*** Opening of Stored data ***
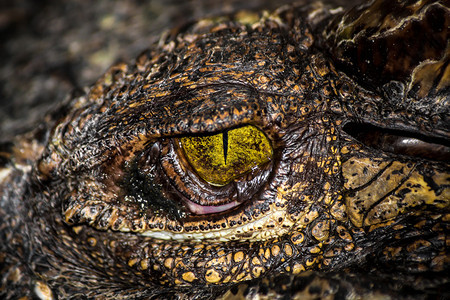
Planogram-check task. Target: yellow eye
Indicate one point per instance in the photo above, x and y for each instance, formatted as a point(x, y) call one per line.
point(220, 158)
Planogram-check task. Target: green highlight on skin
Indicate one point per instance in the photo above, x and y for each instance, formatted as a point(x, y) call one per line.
point(219, 159)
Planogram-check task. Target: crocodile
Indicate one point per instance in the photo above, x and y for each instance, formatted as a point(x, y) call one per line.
point(240, 156)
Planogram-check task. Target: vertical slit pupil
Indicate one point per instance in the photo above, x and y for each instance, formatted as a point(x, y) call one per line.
point(225, 144)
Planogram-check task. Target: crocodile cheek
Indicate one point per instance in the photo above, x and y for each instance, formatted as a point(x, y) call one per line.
point(204, 210)
point(380, 190)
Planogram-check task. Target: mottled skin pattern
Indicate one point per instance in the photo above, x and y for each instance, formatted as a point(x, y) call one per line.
point(93, 202)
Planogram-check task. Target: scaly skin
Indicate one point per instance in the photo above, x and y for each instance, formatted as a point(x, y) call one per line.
point(101, 200)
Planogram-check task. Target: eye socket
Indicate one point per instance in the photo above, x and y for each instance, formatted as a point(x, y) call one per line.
point(220, 158)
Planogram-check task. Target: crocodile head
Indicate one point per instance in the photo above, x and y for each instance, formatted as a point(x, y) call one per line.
point(238, 149)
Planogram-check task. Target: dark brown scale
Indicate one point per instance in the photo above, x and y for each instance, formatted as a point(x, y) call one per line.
point(98, 201)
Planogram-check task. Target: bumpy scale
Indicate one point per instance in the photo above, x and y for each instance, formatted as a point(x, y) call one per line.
point(233, 155)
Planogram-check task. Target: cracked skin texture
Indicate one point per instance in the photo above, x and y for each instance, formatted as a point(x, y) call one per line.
point(103, 200)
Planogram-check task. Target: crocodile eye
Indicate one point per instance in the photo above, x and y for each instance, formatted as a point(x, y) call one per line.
point(220, 158)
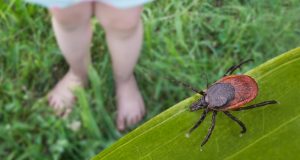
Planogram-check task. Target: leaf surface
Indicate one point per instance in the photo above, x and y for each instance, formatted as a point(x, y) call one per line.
point(272, 131)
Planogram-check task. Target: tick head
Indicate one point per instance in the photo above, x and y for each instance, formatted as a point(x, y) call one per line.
point(200, 104)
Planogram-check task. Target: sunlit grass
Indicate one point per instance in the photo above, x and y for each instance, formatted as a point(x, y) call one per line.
point(183, 40)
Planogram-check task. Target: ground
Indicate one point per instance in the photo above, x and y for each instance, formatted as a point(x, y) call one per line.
point(183, 40)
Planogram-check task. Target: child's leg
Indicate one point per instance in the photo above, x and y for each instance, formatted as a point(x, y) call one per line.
point(73, 34)
point(124, 34)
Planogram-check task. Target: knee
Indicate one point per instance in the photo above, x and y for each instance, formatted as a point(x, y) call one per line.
point(120, 23)
point(71, 19)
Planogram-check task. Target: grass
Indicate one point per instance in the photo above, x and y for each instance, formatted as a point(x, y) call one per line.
point(183, 39)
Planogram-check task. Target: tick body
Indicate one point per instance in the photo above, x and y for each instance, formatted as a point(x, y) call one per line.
point(230, 93)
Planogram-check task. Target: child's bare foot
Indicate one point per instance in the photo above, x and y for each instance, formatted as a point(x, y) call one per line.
point(61, 98)
point(131, 108)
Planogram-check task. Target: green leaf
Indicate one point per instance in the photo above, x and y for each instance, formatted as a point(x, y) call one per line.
point(273, 131)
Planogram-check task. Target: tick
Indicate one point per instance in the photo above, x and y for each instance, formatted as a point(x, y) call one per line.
point(229, 93)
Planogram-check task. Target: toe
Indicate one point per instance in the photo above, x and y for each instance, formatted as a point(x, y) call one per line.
point(121, 123)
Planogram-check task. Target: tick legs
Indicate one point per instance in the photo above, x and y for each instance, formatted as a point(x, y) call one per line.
point(199, 121)
point(213, 122)
point(233, 68)
point(236, 120)
point(256, 105)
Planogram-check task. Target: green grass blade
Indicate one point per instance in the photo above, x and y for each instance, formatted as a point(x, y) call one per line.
point(86, 115)
point(272, 131)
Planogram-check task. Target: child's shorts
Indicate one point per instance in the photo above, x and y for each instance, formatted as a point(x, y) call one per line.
point(121, 4)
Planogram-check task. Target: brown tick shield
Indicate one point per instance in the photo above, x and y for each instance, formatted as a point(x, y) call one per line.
point(229, 93)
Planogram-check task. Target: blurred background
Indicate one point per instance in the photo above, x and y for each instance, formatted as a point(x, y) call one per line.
point(183, 40)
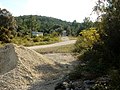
*** Close of Stored data ***
- _What needs to be done_
Please repeat each record exactly and keep every picture out of the copy.

- _Answer section_
Planogram-check task. Target: yellow eye
Indicate one point per instance in the photo above, x and y for each instance, formatted as a point(x, y) call one per line.
point(220, 158)
Planogram-check task. Target: green highlight on skin
Indicate one point per instance in the photo above, x and y for each instance, formatted as a point(x, y) call one per line.
point(219, 159)
Planogram-check task. Target: crocodile
Indicate one point per instance in the photo above, x and y for each instance, formatted as a point(x, y) call one per line.
point(240, 156)
Planogram-check task. Target: vertical slit pupil
Indicate one point per instance in the photo above, x and y for each instance, formatted as a point(x, y) call one per line.
point(225, 144)
Planogram-check task. Target: crocodile cheek
Indicate one point per instance in the photo above, x and y for each instance, formatted as a point(x, y) call one per line.
point(204, 210)
point(380, 190)
Planogram-check task. Target: mottled skin pattern
Indicate one point per instance in the photo above, x and y for each instance, formatted as a point(x, y) call one per line.
point(93, 202)
Planogram-check task. Target: scaly skin
Indicate one point per instance in the photo above, x and y for each instance, formatted as a point(x, y) call one per line.
point(101, 200)
Planogram-check task. Target: eye socket
Indicate one point per instance in the photo above, x and y for each instance, formatted as a point(x, y) call one per line.
point(220, 158)
Planogram-check task. Target: crocodile head
Indicate one point per instance in the photo above, x and y for each instance, formatted as a point(x, y) call one per line.
point(238, 149)
Planogram-check task. Target: dark brown scale
Indicate one point per instance in the photo above, x and y for each instance, formatted as a point(x, y) call one per line.
point(98, 201)
Planogram-check task. Target: bumpy scale
Indicate one point per instance in the photo above, x and y for each instance, formatted as a point(x, y) call one per line.
point(233, 155)
Planogram-check task. Target: cracked skin texture
Indicate one point per instance in the photo above, x and y for each instance, formatted as a point(x, y) call one per line.
point(103, 200)
Planogram-check task. Target: crocodile eye
Indicate one point per instance in the photo above, x and y for each instance, formatted as a point(x, y) call one per line.
point(220, 158)
Planogram-check task. Target: leaf surface
Indicate one point per instance in the photo above, x and y for each instance, formatted as a point(x, y) call one per line.
point(272, 131)
Planogram-check task. Target: tick head
Indicate one point per instance in the photo above, x and y for each instance, formatted as a point(x, y) call one per line.
point(200, 104)
Planogram-check task. Target: sunlit grass
Indicate one point per instance in the photo above, x and y for each instance, formatted as a point(x, y) call one per line.
point(183, 40)
Planogram-check task. Target: ground
Indicate one point per instance in the photo above, x and y for each instance, formatted as a point(x, y) call one per line.
point(183, 40)
Planogram-check task. Target: child's leg
Indicate one point per instance in the photo above, x and y for each instance, formatted as a point(x, y) call one per line.
point(73, 34)
point(124, 34)
Planogram-check task. Target: knee
Indicate one point per instance in the photo above, x and y for each instance, formatted as a point(x, y) call one per line.
point(120, 23)
point(71, 19)
Planogram-check task. Target: grass
Indicate one point per instance in the photo above, x and y for each instance, formatted as a point(x, y) call one per line.
point(183, 39)
Planogram-check task. Target: tick body
Indicate one point per instance in the photo above, x and y for each instance, formatted as a point(x, y) call one per line.
point(230, 93)
Planogram-check task. Target: child's bare foot
Indicate one point per instance in the photo above, x and y for each instance, formatted as a point(x, y) call one per line.
point(61, 98)
point(131, 108)
Planogram-check task. Target: green leaf
Indicate one point per instance in the photo above, x and y for each instance, formatted as a point(x, y) call one per line.
point(273, 131)
Planogram-check task. Target: tick
Indicate one point per instance in the photo above, x and y for each instance, formatted as a point(x, y) call one per line.
point(229, 93)
Planogram-check task. Target: toe
Indicate one point per instance in the photo above, x and y for each instance, formatted as a point(x, y) call one per line.
point(121, 123)
Planogram-check task. Target: tick legs
Indicate one point per instance in the photo above, x and y for each instance, formatted as a point(x, y) call one per line.
point(199, 121)
point(213, 122)
point(233, 68)
point(236, 120)
point(256, 105)
Planogram-check task. Target: green grass blade
Indicate one point per instance in the photo above, x and y for each instance, formatted as a point(x, y) call one per line.
point(86, 115)
point(272, 131)
Planogram-check task. Target: child's shorts
Indicate one point per instance in the photo above, x and y for each instance, formatted as a point(x, y) call one per line.
point(121, 4)
Planogram-check task. Target: brown tick shield
Indicate one point per instance in the photo above, x and y for each instance, formatted as a point(x, y) call one per line.
point(229, 93)
Planogram-check task. Target: blurred background
Indicate one point per instance in the photo above, x and y for each instance, formatted as a point(x, y) call one per line.
point(183, 40)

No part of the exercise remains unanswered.